• Bloque de texto:
Si no fuera por ese frío, por el pan helado e incomible y otros gags penosos, por las casas tomadas como iglúes y los refugios encontrados al azar, por el sol que no calienta y la bella fotografía de Patrick Blossier, el filme de Varda tendría ya, si no un gran tema, al menos un verdadero “motivo”. Como si (aquí me anticipo) en el momento en el que la cineasta acepta no comprender a Mona, sin embargo el único objeto de su curiosidad, no le quedara más que concentrarse en el motivo. Como si la mirada de Varda, cáustica y sin compasión, hubiera decidido, ironizando sobre sí misma, poner el frío frente a la cámara y pasear por allí a Mona como la antorcha pálida que ilumina el paisaje antes de extinguirse.
El deseo de comprender (todo) y el deseo de (solo) mostrar se disputan Sin techo ni ley. Al contar las últimas semanas de la vida de Mona, Varda pasa revista a todos los tratamientos posibles del tema y no se atreve a confesarse demasiado que son inadecuados, obsoletos e indignos de un personaje tan fuerte como Mona. No funciona, no funciona más, no funciona en absoluto; la investigación que explota, el retrato revelado poco a poco, el paso del espíritu de los tiempos, todo eso que Varda, justamente, sabía cocinar más o menos bien. Esta vez la investigación no aportaría nada y el caleidoscopio dejaría a Don/Doña Nadie como lo/la encontramos. En cuanto a la juventud marginal de mediados de los años ‘80, habita el filme en un plano de igualdad con los otros personajes, sin ataduras [attaches] pero sin que eso la vuelva, no obstante, entrañable [attachante].

• Descripción del problema: En el texto sobre el filme de Varda, enumera cada elemento que aparece en la frase que empieza con «Si no fuera por», antes de las palabras «el filme de Varda tendría ya». Los datos no son necesarios para resolver la tarea.

• Datos proporcionados:

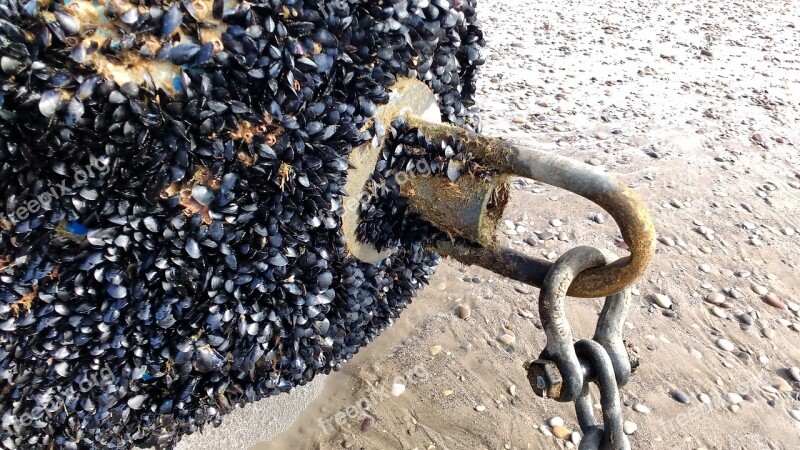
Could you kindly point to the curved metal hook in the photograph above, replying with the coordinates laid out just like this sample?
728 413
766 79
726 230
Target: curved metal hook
611 194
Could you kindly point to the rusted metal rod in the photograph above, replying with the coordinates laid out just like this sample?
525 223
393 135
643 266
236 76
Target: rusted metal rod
611 194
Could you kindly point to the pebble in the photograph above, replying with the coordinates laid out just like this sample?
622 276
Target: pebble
758 289
734 398
522 289
367 423
556 421
561 432
746 319
781 385
398 389
545 235
507 339
772 300
668 241
726 345
662 301
719 312
641 408
681 397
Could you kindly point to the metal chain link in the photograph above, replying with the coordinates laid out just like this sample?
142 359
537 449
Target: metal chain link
564 369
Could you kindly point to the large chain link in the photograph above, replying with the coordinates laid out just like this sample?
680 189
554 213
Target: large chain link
564 369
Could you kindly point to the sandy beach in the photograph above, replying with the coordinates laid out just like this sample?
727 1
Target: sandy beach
695 105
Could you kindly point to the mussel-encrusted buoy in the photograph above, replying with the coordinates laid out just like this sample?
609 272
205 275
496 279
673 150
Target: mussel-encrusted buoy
172 178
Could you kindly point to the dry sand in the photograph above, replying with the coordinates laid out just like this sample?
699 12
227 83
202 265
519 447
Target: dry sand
695 104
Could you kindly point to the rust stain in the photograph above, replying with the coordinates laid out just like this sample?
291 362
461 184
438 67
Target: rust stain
25 302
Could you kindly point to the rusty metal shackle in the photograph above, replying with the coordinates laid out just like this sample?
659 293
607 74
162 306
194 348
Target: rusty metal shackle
611 194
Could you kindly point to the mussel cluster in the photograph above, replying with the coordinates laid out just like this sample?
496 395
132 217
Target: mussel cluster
172 175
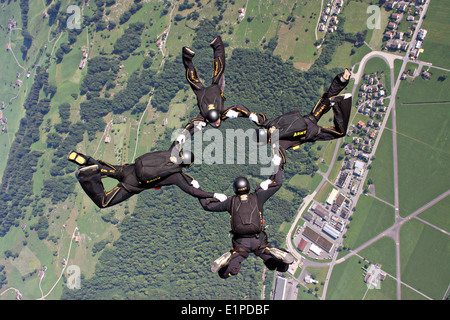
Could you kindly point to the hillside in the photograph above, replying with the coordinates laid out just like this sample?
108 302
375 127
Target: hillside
114 88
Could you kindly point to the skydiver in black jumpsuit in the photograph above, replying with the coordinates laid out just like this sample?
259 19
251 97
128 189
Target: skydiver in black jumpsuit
210 100
92 171
295 129
248 237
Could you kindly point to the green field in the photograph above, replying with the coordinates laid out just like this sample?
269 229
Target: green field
381 172
422 151
424 250
422 137
370 218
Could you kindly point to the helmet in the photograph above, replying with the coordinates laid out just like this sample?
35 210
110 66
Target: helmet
187 159
212 115
261 136
241 186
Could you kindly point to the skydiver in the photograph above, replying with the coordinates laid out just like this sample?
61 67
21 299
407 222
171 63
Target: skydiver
295 129
210 100
247 226
151 170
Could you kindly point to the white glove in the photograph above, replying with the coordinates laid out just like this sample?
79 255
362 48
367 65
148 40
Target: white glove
276 160
195 184
253 117
200 125
232 114
265 184
181 139
221 197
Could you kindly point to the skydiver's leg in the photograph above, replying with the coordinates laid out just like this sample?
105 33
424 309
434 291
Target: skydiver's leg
337 85
191 72
233 267
90 180
219 62
106 169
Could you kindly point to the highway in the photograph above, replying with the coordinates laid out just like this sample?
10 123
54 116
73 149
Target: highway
394 230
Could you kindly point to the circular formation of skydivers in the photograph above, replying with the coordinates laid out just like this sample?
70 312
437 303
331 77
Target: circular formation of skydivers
162 168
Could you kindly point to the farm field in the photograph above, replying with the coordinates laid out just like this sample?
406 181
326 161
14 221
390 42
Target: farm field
160 244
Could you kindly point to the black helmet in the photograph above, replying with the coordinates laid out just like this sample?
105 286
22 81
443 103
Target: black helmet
187 159
241 186
261 136
212 115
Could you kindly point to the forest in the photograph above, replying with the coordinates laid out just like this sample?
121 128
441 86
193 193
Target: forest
165 247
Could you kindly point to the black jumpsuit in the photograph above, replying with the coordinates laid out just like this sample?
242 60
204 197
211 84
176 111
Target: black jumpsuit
244 245
295 129
212 96
129 185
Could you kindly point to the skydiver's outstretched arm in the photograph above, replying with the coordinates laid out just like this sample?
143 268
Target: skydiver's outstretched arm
195 125
215 205
274 183
337 85
219 61
238 110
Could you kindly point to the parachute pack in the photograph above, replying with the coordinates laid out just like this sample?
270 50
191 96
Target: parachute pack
155 166
246 217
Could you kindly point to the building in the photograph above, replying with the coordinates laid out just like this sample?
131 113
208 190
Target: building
319 210
332 232
359 168
302 244
317 239
332 196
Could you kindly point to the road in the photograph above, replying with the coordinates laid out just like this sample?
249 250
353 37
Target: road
394 230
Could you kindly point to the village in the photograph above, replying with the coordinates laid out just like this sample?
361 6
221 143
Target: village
329 20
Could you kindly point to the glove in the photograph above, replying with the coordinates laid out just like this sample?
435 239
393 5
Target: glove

• Solución del problema:
- ese frío
- el pan helado e incomible
- otros gags penosos
- las casas tomadas como iglúes
- los refugios encontrados al azar
- el sol que no calienta
- la bella fotografía de Patrick Blossier